Entries taken from a collection
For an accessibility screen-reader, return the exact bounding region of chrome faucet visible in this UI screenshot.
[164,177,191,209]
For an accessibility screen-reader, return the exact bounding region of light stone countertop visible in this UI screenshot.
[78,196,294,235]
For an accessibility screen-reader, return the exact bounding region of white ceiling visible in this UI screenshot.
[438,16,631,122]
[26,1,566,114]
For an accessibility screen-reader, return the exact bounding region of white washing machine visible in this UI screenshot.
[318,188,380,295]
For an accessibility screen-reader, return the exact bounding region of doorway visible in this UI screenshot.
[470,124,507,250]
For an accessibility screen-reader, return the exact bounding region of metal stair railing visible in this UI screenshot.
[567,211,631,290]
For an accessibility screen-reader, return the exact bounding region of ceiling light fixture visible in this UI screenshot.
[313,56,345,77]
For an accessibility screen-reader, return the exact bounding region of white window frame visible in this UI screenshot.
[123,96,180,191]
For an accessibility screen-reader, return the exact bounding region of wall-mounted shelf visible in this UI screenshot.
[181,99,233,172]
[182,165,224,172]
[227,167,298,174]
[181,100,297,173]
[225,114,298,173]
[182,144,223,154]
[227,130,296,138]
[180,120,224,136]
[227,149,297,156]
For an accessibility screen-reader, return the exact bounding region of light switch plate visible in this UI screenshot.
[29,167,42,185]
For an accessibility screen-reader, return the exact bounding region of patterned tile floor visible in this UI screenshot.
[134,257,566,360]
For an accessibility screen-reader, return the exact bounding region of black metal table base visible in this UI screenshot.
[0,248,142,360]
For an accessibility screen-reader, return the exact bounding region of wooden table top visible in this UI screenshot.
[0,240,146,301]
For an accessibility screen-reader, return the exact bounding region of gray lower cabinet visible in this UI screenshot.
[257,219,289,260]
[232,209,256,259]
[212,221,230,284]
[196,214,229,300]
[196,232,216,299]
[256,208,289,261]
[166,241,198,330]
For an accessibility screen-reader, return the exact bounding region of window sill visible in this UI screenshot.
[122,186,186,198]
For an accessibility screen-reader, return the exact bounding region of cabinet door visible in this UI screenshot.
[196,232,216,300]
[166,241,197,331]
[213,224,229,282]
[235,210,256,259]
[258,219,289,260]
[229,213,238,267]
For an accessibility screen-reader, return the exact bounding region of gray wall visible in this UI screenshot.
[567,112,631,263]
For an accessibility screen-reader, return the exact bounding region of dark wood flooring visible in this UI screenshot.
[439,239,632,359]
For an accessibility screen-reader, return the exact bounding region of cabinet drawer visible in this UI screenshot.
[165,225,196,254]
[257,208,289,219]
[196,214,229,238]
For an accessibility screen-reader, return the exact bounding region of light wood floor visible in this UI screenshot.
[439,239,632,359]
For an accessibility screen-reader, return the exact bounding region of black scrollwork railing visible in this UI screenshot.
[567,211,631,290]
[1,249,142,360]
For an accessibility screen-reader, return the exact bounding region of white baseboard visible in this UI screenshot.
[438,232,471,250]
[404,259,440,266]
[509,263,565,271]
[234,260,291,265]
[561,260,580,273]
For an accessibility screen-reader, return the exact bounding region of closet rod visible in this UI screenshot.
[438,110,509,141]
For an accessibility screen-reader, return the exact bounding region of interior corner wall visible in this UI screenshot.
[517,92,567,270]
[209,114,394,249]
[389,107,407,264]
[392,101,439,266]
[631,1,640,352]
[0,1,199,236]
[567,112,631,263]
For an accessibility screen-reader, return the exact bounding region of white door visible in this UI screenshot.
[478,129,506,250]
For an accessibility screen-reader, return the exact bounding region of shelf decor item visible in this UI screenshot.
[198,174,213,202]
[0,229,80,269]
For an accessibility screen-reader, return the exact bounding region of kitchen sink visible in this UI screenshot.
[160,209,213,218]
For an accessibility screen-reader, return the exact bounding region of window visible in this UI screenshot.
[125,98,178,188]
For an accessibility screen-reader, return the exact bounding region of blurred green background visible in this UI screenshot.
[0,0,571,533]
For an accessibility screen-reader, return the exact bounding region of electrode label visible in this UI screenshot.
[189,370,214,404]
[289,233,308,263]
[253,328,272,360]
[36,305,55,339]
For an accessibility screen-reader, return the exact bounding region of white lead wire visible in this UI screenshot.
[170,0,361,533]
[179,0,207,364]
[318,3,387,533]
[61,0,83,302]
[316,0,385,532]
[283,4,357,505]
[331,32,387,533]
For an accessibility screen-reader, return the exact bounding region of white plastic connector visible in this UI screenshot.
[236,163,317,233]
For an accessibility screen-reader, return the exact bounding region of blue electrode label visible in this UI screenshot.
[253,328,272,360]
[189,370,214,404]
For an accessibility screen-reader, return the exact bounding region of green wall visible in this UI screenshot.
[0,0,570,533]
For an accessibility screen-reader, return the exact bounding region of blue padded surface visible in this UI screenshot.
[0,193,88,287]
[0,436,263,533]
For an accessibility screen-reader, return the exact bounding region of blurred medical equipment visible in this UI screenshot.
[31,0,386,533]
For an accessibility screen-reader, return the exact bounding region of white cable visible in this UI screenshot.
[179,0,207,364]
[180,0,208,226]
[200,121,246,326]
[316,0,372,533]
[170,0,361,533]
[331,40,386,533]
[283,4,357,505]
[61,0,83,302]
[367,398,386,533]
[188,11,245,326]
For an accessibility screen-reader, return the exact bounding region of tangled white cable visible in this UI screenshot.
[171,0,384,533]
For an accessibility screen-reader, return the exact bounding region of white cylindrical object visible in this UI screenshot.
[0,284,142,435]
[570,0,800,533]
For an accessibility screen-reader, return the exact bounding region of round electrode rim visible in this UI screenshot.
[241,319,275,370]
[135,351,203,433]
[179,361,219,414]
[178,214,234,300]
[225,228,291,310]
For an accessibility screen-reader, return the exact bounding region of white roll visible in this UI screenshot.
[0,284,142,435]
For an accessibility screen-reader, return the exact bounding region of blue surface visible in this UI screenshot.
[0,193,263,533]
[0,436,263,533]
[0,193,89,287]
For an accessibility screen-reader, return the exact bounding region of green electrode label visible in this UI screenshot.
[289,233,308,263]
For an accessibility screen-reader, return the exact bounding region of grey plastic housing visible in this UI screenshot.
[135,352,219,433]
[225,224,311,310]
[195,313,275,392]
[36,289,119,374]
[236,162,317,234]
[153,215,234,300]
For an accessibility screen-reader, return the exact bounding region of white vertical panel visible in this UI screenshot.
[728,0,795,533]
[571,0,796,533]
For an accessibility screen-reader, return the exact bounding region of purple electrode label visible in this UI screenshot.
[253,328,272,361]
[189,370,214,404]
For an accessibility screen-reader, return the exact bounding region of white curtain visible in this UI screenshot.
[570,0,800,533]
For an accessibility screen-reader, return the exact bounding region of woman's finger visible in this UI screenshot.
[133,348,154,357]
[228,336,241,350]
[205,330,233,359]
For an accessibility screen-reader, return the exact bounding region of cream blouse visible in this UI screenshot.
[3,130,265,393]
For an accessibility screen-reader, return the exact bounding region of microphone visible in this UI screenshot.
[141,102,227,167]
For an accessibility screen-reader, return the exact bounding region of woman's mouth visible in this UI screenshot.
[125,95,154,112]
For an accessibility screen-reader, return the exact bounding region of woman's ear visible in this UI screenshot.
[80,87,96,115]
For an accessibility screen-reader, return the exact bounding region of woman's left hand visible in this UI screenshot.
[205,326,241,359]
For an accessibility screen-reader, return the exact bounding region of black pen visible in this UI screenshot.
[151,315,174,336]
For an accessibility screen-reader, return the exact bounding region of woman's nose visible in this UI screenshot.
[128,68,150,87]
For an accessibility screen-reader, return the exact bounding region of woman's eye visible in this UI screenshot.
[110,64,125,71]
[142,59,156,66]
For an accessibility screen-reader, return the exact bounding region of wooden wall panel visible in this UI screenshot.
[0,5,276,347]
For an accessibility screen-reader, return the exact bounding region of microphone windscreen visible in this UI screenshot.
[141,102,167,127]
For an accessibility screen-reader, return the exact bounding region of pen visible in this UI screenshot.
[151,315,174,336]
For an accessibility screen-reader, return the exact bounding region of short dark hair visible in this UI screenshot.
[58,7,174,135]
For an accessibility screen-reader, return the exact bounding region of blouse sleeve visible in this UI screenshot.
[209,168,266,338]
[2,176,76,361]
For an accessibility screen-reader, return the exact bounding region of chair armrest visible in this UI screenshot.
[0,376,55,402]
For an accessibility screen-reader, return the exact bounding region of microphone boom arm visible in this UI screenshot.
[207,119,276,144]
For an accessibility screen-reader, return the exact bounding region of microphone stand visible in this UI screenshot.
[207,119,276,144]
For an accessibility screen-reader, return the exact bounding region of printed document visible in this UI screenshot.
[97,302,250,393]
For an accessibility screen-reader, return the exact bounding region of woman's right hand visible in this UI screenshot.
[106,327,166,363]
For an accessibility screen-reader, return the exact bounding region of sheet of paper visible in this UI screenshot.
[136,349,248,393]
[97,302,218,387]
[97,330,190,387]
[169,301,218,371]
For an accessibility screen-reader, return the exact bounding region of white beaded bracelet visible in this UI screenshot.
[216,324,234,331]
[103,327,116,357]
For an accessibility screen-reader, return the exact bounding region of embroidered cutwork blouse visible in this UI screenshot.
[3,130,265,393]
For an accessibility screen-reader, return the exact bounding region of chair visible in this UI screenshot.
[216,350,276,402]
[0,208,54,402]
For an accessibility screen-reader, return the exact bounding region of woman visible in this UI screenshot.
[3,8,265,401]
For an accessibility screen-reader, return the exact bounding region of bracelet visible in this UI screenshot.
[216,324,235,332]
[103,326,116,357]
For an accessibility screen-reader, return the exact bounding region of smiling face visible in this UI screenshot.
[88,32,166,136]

### Problem to work on
In the records from the line with "roll visible in this UI screenshot." to the line with "[153,215,234,300]", rename "grey plastic housing" as "gray plastic casing" and write out only those lines again, with nothing else changed.

### Solution for this problem
For an accessibility screen-reader, return the exact bounding region of white roll visible in this UI screenshot.
[0,284,142,435]
For an accessibility screen-reader, return the exact bounding region of blue surface visible in this UI screenshot.
[0,193,263,533]
[0,436,263,533]
[0,193,89,287]
For an accessibility screen-reader, return the exact bounding region of green electrode label visible in this UI screenshot.
[289,233,308,263]
For an accessibility screen-reader, return the exact bounding region of gray plastic casing visible in this UI screenshot.
[135,352,219,433]
[225,224,311,310]
[195,313,275,392]
[36,289,119,374]
[236,162,317,234]
[153,215,234,300]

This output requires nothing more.